Each entry that appears below should be restated exactly as it is.

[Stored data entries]
************

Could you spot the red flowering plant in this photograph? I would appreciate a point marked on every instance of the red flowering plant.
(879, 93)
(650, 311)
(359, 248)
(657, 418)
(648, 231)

************

» Task answer:
Could you spot the red flowering plant in this photograph? I would appreciate a point marked on every instance of the red flowering plant.
(879, 93)
(650, 311)
(359, 248)
(657, 418)
(648, 231)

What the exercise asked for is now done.